→ **EXTRAIT FOURNI**
┄┄┄┄┄┄┄┄┄┄┄┄┄┄┄┄┄┄┄┄

La Symphonie des Alpes de Richard Strauss, qui date de 1915, est souvent considérée comme une grosse machine orchestrale, qui utilise un effectif monumental. Elle est vue parfois aussi comme une démonstration de grandiloquence gratuite, accompagnée de thèmes lyriques qui sont sans doute évocateurs, mais à l’inspiration facile et au sentimentalisme appuyé. La réalité est à nuancer, comme nous l’avons précisé lorsque nous avons présenté ici même, le 3 mars 2020, la version investie de Vasily Petrenko à la tête de l’Orchestre Philharmonique d’Oslo parue chez Lawo. La partition de Richard Strauss n’est peut-être pas la plus subtile de celles qu’il a composées, mais son impact physique et émotionnel est considérable, en particulier en salle de concert (un peu comme Les Planètes de Gustav Holst, écrites un an plus tard). On ne peut nier la beauté plastique des images liées au départ dans la nuit, au lever du soleil, aux chants d’oiseaux et à la découverte des prairies, aux échos de cascades, à l’orage violent dont la fureur se répercute sur les sommets montagneux, avant cette sérénité qui s’installe au bout du parcours, quand le soleil se couche. Il s’agit d’une œuvre qui requiert l’art de tirer de son contenu « la substantifique moelle » pour ne pas la transformer en un banal album de cartes postales à feuilleter avec nonchalance ou distraction.

┄┄┄┄┄┄┄┄┄┄┄┄┄┄┄┄┄┄┄┄

→ **DONNÉES**
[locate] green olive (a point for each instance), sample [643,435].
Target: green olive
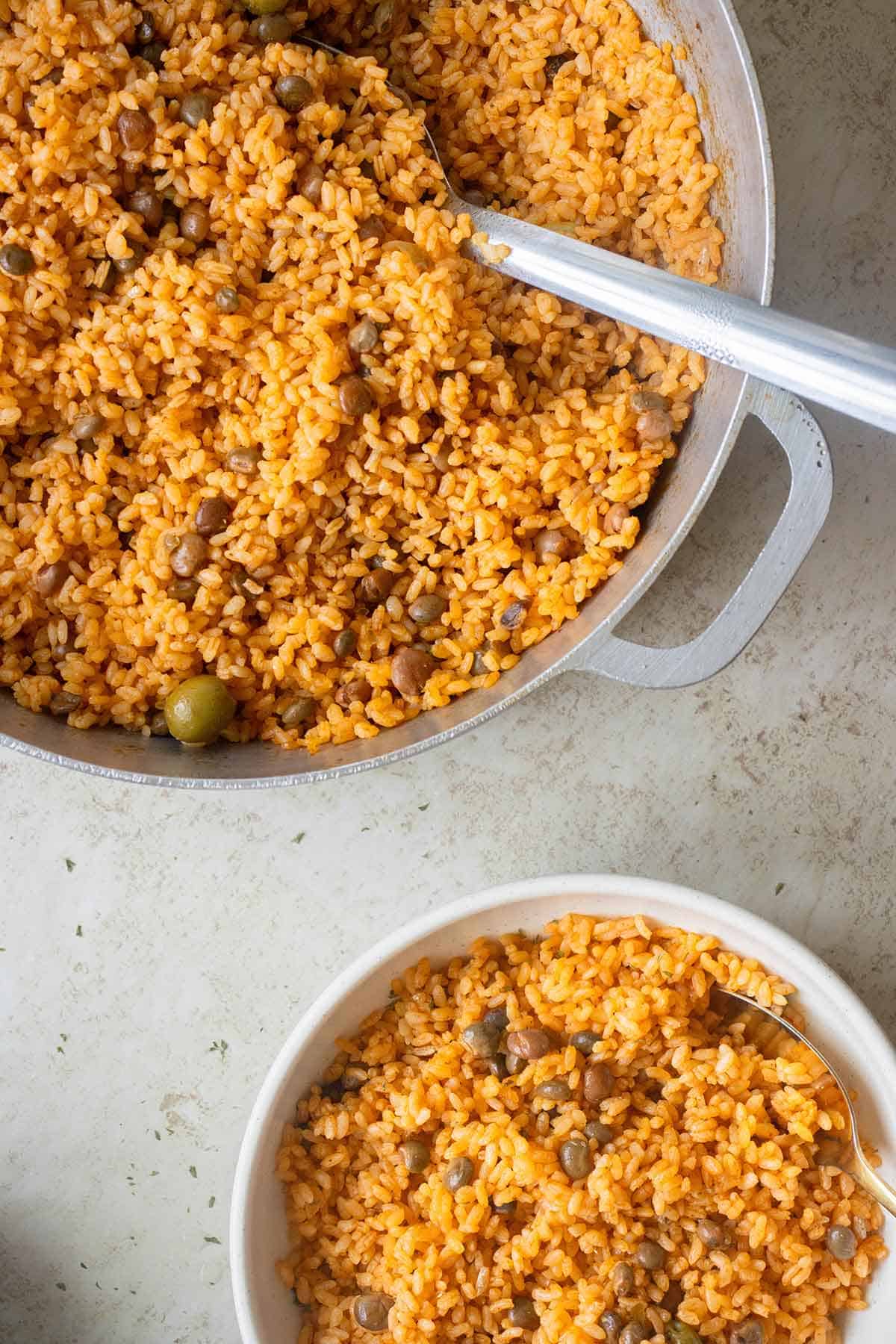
[199,710]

┄┄┄┄┄┄┄┄┄┄┄┄┄┄┄┄┄┄┄┄

→ **CONSIGNE ÉCRITE**
Dans l'extrait sur la Symphonie des Alpes, relevez tout ce à quoi sont liées les images dont il est question après « On ne peut nier la beauté plastique des images liées », jusqu'à « l’orage violent » inclus.

→ **RÉSULTAT DE L'EXERCICE**
- le départ dans la nuit
- le lever du soleil
- les chants d’oiseaux
- la découverte des prairies
- les échos de cascades
- l’orage violent